THE REQUEST: Copy every one of the rows below word for word, changing nothing.

Entries for labeling object positions:
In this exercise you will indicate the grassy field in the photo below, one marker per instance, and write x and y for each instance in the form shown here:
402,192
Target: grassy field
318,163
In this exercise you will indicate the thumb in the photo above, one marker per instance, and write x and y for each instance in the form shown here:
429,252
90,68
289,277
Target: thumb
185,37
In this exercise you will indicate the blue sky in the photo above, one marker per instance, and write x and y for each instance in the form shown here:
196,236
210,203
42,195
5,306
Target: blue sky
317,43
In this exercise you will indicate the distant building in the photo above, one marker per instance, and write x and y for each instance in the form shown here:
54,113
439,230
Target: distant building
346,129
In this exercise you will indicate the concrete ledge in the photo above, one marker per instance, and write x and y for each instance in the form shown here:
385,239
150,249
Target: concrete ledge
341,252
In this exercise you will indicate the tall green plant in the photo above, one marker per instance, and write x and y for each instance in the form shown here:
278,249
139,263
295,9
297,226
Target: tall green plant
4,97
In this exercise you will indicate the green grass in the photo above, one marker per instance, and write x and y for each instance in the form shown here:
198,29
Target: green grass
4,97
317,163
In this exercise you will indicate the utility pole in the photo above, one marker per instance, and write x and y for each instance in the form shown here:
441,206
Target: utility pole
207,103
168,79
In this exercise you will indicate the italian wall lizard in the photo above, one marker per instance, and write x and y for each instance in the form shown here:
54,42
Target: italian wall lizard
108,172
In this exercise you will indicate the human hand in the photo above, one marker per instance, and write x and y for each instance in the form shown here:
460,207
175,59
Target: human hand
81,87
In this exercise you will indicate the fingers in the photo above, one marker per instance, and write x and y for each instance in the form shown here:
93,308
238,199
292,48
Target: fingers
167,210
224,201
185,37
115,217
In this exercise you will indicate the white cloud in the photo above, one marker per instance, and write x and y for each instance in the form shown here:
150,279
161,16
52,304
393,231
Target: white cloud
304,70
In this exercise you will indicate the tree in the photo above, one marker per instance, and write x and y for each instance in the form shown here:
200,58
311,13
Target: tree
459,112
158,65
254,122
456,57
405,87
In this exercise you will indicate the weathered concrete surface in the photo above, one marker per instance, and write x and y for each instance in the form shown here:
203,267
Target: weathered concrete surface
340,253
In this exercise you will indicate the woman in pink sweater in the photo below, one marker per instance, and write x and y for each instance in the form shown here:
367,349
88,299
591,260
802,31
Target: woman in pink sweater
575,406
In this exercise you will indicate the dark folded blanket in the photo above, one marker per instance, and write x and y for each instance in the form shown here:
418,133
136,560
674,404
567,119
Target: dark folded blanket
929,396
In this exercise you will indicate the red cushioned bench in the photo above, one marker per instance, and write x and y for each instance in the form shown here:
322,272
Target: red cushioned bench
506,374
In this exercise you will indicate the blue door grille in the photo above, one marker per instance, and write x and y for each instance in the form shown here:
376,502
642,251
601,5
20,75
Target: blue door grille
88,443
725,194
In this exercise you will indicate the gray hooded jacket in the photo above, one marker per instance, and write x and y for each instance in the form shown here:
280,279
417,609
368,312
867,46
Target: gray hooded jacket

ANSWER IN FULL:
In this exercise you will indicate the grassy field in the photo below, one marker per instance, and write x and y for each instance in the form shown here:
402,192
Target: grassy field
318,163
In this exercise you will indicate the thumb in the photo above, one marker per instance, and write x and y for each instance in the form shown here:
429,252
90,68
289,277
Target: thumb
185,37
In this exercise you will indicate the blue sky in the photo above, one marker per instance, and write x and y for each instance in the form shown here:
196,236
210,203
42,195
5,306
Target: blue sky
317,43
In this exercise you will indicate the distant building in the photo above, one marker per instance, and write x and y for each instance in the form shown here:
54,113
439,230
Target: distant building
346,129
In this exercise you will indicate the concrete ledge in the photo above, one marker per instance, and write x and y for each instance in the form shown here:
385,239
150,249
Target: concrete ledge
341,252
In this exercise you will indicate the tall green plant in the photo above, one marker per instance, and write x and y for each instance in the form shown here:
278,249
139,263
295,9
297,226
Target: tall green plant
4,97
In this exercise you will indicate the green grass in the photo above, one marker per instance, and write x and y for each instance in the form shown here:
198,29
Target: green grass
4,97
317,163
In this exercise you will indicate the utility pole in the photo above, one marker per instance, and write x and y for each instance in the form shown here:
441,206
Target: utility pole
207,103
168,79
In this exercise you will indicate the italian wall lizard in the photo above, one marker per instance, and write x and y for each instance in the form shown here:
54,42
Target: italian wall lizard
108,172
In this exercise you will indicate the human hand in the photo above, one marker per instance, and write x and y for each instance in the form shown here:
460,207
175,59
Target: human hand
81,87
In this exercise you will indicate the fingers in the photo above, one marker per instance, and write x and y for each instance in the form shown here:
93,308
238,199
292,48
Target: fingers
167,210
224,201
185,37
115,217
In this exercise you will indicate the white cloud in the photo above, one marker per instance, and write x and y for each instance in the form shown here:
150,279
161,16
52,304
393,231
Target: white cloud
304,70
In this exercise you will indicate the tree in the photo above, one marker per instance, and write x and y for each instance in the form shown here:
200,58
311,13
Target: tree
459,112
158,65
254,122
456,57
405,87
In this exercise you will indicate the weathered concrete surface in the photo above, one marker per instance, and write x and y for each instance in the form shown here:
203,267
Target: weathered concrete surface
340,253
In this exercise you will indicate the woman in pink sweater in the photo below, one marker per instance, and write x and y for each instance in the form shown here:
367,349
88,299
591,260
802,31
Target: woman in pink sweater
575,406
In this exercise you will indicate the dark folded blanket in the photo above, one marker per instance, and write x and y for each instance in the form shown here:
418,133
136,560
674,404
567,119
Target: dark folded blanket
929,396
In this exercise you will indicate the red cushioned bench in the photo above, one marker per instance, and write x and y for each instance in the form shown here:
322,272
Target: red cushioned bench
506,374
In this exercise you will indicate the blue door grille in the photo above, one marker per instance, and write x and y for each instance in the form shown here:
376,502
642,251
601,5
20,75
Target: blue door grille
88,443
725,194
In this exercise you will indicate the gray hooded jacket in the photo above, one marker per instance, and write x and y for each instance in the form shown here:
280,279
417,609
368,312
867,46
Target: gray hooded jacket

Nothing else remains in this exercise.